Prompt a: In the gnuplot post below, how many documents do the tested data sets contain?
**** Excerpt to read ****
Gnuplot data analysis: a real world example

2013-04-01

Creating graphs in LibreOffice is a nightmare. They’re ugly, nearly impossible to customize and creating pivot tables with data is bloody tedious work. In this post, I’ll show you how I took the output of a couple of performance test scripts and turned it into reasonably pretty graphs with a few standard command line tools (gnuplot, awk, a bit of (ba)sh and a Makefile).

The Data

I ran a series of query performance tests against data sets of different sizes. The sets contain 10k, 100k, 1M, 10M, 100M and 500M documents. One of the basic constraints is that it has to be easy to add/remove sets. I don’t want to faff about with deleting columns or updating pivot tables. If I add a set to my test data, I want it automagically show up in my graphs.
**** Record excerpts ****
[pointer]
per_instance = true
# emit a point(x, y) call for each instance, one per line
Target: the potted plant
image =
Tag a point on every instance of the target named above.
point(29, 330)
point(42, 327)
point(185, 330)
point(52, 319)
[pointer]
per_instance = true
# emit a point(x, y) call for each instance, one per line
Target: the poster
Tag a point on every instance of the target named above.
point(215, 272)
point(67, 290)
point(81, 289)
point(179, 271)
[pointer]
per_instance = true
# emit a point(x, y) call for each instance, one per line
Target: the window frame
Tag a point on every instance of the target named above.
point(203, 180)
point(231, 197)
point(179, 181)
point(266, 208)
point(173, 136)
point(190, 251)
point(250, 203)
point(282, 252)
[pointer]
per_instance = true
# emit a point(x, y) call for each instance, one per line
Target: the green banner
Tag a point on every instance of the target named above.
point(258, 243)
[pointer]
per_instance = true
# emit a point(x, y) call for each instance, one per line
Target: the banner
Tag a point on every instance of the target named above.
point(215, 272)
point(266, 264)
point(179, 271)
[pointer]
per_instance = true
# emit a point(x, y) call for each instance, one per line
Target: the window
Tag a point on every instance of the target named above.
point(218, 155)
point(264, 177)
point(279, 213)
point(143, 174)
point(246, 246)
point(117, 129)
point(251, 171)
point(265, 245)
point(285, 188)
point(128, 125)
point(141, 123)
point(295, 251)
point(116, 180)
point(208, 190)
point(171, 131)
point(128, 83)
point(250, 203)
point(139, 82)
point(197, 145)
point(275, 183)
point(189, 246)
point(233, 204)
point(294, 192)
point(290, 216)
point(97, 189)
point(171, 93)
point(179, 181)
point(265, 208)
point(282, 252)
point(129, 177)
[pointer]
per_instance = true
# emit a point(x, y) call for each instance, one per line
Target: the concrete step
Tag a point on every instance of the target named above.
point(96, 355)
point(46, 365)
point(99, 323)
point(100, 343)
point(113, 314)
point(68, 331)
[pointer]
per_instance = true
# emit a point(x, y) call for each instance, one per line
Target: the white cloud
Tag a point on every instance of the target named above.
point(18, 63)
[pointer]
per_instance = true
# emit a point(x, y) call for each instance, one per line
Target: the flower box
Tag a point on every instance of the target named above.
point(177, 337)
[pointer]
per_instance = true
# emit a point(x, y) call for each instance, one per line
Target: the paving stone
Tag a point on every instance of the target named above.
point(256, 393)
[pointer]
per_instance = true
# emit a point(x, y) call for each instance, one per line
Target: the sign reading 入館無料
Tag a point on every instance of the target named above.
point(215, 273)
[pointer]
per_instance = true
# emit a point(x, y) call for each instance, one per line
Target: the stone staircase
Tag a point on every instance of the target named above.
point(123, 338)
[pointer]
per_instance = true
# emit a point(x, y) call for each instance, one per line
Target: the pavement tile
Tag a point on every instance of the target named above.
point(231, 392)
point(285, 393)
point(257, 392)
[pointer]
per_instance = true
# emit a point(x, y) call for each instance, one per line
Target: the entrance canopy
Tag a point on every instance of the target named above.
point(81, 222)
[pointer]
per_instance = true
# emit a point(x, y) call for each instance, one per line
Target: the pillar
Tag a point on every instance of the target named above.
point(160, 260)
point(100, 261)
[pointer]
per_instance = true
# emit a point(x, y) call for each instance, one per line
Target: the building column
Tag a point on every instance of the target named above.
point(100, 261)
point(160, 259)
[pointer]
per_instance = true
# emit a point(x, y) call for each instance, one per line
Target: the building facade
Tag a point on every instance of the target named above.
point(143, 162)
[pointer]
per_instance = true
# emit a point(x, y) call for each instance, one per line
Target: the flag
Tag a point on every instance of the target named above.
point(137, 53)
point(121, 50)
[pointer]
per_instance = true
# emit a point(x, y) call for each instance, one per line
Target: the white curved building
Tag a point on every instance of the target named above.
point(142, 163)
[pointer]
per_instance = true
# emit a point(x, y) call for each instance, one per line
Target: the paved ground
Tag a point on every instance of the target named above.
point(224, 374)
****
Prompt b: Filter the records above for the word "white" and copy every line that contains it. Case counts.

Exercise solution a: 10k, 100k, 1M, 10M, 100M and 500M documents.

Exercise solution b:
Target: the white cloud
Target: the white curved building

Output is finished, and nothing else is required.